The United States is not alone. The International Monetary Fund recently took a look at the economic divide inside 20 advanced nations.
With gains in certain areas and stagnation elsewhere, advanced economies display economic divergence. In the graph below you can see that the difference between the 90th percentile (P90) regions and those in the 10th percentile (P10) lagging regions varies. The per capita real GDP gap in France (P10 compared to P90) is much smaller than for the USA:
If we ask where, we wind up with the same industries that lag and lead. Yes, it’s manufacturing, mining, and agriculture that constrain local GDPs. So too have less educated workers who are younger than prime age (25-54). When technology replaces people, those laborers remain rather than migrating to more vibrant and innovative regions where occupations tend toward technology, finance, law, design, and hospitality.
As for why, it’s trade and automation. Whereas Germany is an example of a nation benefiting from trade with China, areas of the U.S. have suffered more than most. For all nations, though, the IMF points out that the trade impact on a region is short term. Automation looms larger as a long term disrupter.
Our Bottom Line: Per Capita GDP
We can get a snapshot of wealth through the GDP. As a yardstick with Consumer Spending, Investment primarily from businesses, and Government Spending as its major components, the GDP is the dollar value of the goods and services we produce. Then, if you divide it by the population, you get the per person GDP. And beyond that, you can look at the median–the middle amount.
Per Capita GDP for an entire country and its median GDP can be misleading. Instead, by looking at regional differences in a country, you can get a better picture of a nation’s affluence.
According to the IMF, you also get a better grasp of why the world’s economic growth is slowing to 3 percent.
#####
▸ Task instructions:
[a] From the article on regional economic divides, copy word for word the part that opens with the words containing "Our Bottom Line: Per" and closes with "a nation’s affluence.".
[b] In the article on regional economic divides, what does the IMF say looms larger as a long-term disrupter?
[c] Rewrite the paragraph of the article on regional economic divides that begins "We can get a snapshot of wealth" as a short list, keeping its main facts.
#####
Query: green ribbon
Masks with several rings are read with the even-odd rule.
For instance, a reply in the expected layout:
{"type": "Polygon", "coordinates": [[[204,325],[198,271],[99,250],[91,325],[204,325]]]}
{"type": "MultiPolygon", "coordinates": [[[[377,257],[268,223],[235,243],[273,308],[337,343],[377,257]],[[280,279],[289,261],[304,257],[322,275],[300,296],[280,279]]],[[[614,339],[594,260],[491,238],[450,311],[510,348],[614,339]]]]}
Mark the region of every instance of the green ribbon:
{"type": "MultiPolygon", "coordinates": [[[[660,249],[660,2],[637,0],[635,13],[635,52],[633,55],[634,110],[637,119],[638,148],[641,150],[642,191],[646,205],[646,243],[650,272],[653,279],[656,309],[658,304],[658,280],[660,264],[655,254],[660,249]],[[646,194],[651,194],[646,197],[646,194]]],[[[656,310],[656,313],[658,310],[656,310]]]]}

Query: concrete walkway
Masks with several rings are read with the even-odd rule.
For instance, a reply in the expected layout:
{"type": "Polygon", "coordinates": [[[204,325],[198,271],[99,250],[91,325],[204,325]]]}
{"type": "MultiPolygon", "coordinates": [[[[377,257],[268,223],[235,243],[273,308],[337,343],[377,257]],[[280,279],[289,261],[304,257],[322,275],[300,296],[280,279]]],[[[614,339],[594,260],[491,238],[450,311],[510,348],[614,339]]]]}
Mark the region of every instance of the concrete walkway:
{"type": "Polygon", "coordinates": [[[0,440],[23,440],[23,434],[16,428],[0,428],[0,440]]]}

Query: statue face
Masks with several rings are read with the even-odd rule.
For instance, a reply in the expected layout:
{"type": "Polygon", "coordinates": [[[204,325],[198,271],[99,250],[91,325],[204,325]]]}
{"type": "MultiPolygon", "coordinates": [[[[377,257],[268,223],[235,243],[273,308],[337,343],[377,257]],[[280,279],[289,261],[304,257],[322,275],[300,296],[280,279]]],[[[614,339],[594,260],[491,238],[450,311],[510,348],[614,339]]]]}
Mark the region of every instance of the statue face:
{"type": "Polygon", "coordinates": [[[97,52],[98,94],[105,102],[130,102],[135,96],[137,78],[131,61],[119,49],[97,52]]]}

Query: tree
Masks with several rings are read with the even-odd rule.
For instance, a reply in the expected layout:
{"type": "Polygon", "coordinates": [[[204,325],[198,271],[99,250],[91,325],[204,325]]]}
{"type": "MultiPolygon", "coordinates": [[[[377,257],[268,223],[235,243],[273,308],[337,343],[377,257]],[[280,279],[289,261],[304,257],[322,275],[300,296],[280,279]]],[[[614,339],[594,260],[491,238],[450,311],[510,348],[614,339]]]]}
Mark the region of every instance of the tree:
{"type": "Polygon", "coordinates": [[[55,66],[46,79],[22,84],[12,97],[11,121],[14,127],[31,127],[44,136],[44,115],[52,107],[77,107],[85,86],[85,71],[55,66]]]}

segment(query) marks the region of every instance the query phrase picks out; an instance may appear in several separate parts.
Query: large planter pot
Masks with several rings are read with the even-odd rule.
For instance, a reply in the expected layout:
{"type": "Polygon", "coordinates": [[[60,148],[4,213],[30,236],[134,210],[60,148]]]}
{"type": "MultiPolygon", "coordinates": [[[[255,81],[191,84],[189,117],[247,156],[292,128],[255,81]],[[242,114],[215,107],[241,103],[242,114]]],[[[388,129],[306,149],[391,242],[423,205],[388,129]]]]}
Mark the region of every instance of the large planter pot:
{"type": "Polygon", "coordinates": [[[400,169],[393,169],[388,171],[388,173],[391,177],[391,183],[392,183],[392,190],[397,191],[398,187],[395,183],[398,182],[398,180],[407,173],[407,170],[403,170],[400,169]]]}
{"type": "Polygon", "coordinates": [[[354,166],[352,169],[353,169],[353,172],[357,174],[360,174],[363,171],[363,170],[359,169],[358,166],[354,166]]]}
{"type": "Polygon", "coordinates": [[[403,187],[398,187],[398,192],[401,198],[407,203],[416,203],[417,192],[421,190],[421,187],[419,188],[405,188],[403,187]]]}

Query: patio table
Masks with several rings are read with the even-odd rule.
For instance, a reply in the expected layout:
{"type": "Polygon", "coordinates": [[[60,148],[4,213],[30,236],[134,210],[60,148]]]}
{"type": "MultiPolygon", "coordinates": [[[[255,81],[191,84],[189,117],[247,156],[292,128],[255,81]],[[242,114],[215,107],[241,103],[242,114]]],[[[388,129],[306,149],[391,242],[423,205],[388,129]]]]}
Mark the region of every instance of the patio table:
#####
▸ Completed exercise:
[a]
Our Bottom Line: Per Capita GDP
We can get a snapshot of wealth through the GDP. As a yardstick with Consumer Spending, Investment primarily from businesses, and Government Spending as its major components, the GDP is the dollar value of the goods and services we produce. Then, if you divide it by the population, you get the per person GDP. And beyond that, you can look at the median–the middle amount.
Per Capita GDP for an entire country and its median GDP can be misleading. Instead, by looking at regional differences in a country, you can get a better picture of a nation’s affluence.

[b] Automation.

[c]
- GDP gives a snapshot of wealth.
- It is the dollar value of the goods and services produced.
- Its major components are Consumer Spending, Investment (mainly from businesses) and Government Spending.
- Dividing GDP by the population gives per person GDP.
- You can also look at the median, the middle amount.